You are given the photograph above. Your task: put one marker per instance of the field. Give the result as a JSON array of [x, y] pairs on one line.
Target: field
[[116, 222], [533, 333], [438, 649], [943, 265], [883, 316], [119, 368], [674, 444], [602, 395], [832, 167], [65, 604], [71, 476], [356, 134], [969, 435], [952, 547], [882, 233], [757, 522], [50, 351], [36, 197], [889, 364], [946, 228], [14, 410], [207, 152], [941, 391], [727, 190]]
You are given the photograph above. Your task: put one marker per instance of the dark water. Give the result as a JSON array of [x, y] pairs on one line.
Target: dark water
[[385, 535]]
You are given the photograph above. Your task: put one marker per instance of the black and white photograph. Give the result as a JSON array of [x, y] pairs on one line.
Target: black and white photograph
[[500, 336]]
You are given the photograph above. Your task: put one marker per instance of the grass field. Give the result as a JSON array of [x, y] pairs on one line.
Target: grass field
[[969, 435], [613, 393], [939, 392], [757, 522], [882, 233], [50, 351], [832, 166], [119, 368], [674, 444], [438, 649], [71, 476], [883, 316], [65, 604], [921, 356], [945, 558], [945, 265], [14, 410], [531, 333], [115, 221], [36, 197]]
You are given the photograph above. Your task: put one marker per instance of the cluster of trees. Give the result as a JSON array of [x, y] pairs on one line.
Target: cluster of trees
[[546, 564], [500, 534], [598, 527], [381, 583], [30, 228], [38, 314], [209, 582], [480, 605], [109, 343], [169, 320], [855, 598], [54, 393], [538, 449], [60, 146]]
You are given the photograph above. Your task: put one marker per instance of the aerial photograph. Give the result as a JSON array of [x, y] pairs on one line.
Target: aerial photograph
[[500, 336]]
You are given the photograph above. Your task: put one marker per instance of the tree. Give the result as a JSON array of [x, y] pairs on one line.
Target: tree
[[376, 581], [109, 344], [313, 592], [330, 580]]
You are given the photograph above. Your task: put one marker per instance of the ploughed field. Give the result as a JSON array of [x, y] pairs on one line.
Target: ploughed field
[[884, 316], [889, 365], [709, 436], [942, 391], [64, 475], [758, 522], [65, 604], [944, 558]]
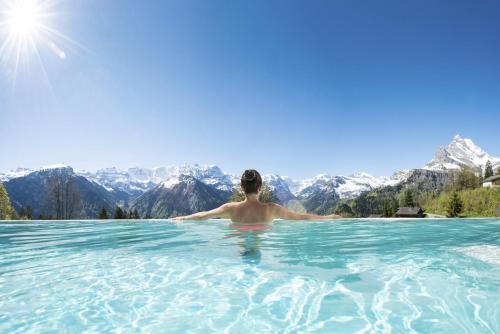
__________________________________________________
# AIM OF THE EXERCISE
All entries above are to be reproduced exactly, with no pictures.

# RESULT OF THIS TASK
You are given the photograph above. Your task: put one marker per instance of the field. Give the result as a JSON array of [x, y] pairs on one line.
Target: field
[[116, 222], [533, 333], [438, 649], [943, 265], [883, 316], [119, 368], [674, 444], [602, 395], [832, 167], [65, 604], [71, 476], [356, 134], [969, 435], [952, 547], [882, 233], [757, 522], [50, 351], [36, 197], [889, 364], [946, 228], [14, 410], [207, 152], [941, 391], [727, 190]]
You are given the photograph above. Your task: put one marker per instance of the dark water. Give the result as a JSON array of [x, y] pairs on one line.
Target: dark water
[[385, 535]]
You are given the photograph above. Your task: put one marker per instance of the black and white photograph. Give the result as a JSON array of [x, y] pairs on one line.
Target: black and white photograph
[[500, 336]]
You are given the photograph above. Your task: put one marker per instance of the grass field. Give the result as a JSON array of [x, y] pairs on one line.
Target: grass field
[[969, 435], [613, 393], [939, 392], [757, 522], [882, 233], [50, 351], [832, 166], [119, 368], [674, 444], [438, 649], [71, 476], [883, 316], [65, 604], [921, 356], [945, 558], [945, 265], [14, 410], [531, 333], [115, 221], [36, 197]]
You are given the photograph above. Your task: put one marker per instance of the cluster of trees. Give the result as a JSON array of [x, y] pairs on one line.
Target: cluster of trees
[[546, 564], [500, 534], [598, 527], [381, 583], [30, 228], [38, 314], [209, 582], [480, 605], [109, 343], [169, 320], [855, 598], [54, 393], [538, 449], [60, 146]]
You are given the photograph above. Your task: put one marker per instance of the aerial photograph. Give the result as a JSON array of [x, y] pairs on one line.
Target: aerial photograph
[[500, 336]]
You are given the photograph above. Your task: put one marker per instance of the tree. Give the result as a JSON array of [x, y] pairs on one line.
Target: tree
[[376, 581], [109, 344], [313, 592], [330, 580]]
You are given the photograph above. Your task: put one marker per instance of the ploughed field. Give the result as a JSON array of [x, y] pairs on one line.
Target: ploughed field
[[884, 316], [889, 365], [709, 436], [942, 391], [64, 475], [758, 522], [65, 604], [944, 558]]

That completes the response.